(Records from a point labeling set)
== == ==

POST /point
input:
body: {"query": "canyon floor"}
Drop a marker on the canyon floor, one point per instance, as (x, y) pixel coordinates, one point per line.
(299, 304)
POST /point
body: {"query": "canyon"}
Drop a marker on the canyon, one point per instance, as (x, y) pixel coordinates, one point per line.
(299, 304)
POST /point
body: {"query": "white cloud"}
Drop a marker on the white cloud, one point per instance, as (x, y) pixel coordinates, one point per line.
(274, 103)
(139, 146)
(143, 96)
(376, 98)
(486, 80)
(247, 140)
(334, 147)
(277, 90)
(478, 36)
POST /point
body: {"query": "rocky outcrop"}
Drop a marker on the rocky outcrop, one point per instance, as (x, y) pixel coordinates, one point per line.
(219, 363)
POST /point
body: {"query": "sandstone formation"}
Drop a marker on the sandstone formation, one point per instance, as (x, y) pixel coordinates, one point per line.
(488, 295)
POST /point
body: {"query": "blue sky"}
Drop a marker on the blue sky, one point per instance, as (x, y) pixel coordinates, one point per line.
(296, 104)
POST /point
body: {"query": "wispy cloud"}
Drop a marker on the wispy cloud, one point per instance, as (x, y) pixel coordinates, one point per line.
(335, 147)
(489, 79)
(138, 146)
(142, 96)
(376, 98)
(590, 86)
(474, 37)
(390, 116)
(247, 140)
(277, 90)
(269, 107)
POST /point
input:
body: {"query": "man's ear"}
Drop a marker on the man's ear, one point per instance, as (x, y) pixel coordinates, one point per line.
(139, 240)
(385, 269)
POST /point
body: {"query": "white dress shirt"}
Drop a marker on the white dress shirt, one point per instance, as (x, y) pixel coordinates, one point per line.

== == ==

Written problem ▸ Print again each line of the listing above, exactly as it appears.

Written reply ▸
POST /point
input:
body: {"query": "canyon floor"}
Drop a marker on the canyon floor, one point per instance, as (x, y) pixel coordinates, one point per line.
(299, 304)
POST /point
body: {"query": "canyon"}
Drop a marker on the canyon, one point per instance, as (x, y) pixel coordinates, one point per line.
(299, 304)
POST /point
body: {"query": "white cloud"}
Drop a marker on the white cloud, one point per instance, as (x, y) pixel coordinates, one point per line.
(274, 103)
(139, 146)
(143, 96)
(376, 98)
(486, 80)
(247, 140)
(334, 147)
(277, 90)
(478, 36)
POST /point
body: {"query": "rocky outcrop"}
Drop a marker on the rocky outcrop, one point per instance, as (x, y) pixel coordinates, one point per line.
(219, 363)
POST /point
body: {"query": "sandstone formation"}
Drop a marker on the sandstone formation, one point per instance, as (x, y) pixel coordinates, one point per line.
(488, 295)
POST /point
body: {"query": "blue sky"}
Drop a marker on the blue sky, one point per instance, as (x, y) pixel coordinates, one point per line.
(296, 104)
POST /point
body: {"query": "wispy cloud"}
Drop a marker on the wispy cloud, one point per instance, as (x, y) pixel coordinates, one point per line.
(335, 147)
(489, 79)
(138, 146)
(142, 96)
(376, 98)
(590, 86)
(474, 37)
(390, 116)
(247, 140)
(277, 90)
(269, 107)
POST /point
input:
body: {"query": "man's ear"}
Drop a marker on the man's ear, one point per instance, as (x, y) pixel coordinates, one point per line.
(139, 240)
(385, 269)
POST /point
body: {"query": "white dress shirt"}
Drop a marker on the white dress shirt, one point per instance, as (x, y) pixel coordinates, one point per line.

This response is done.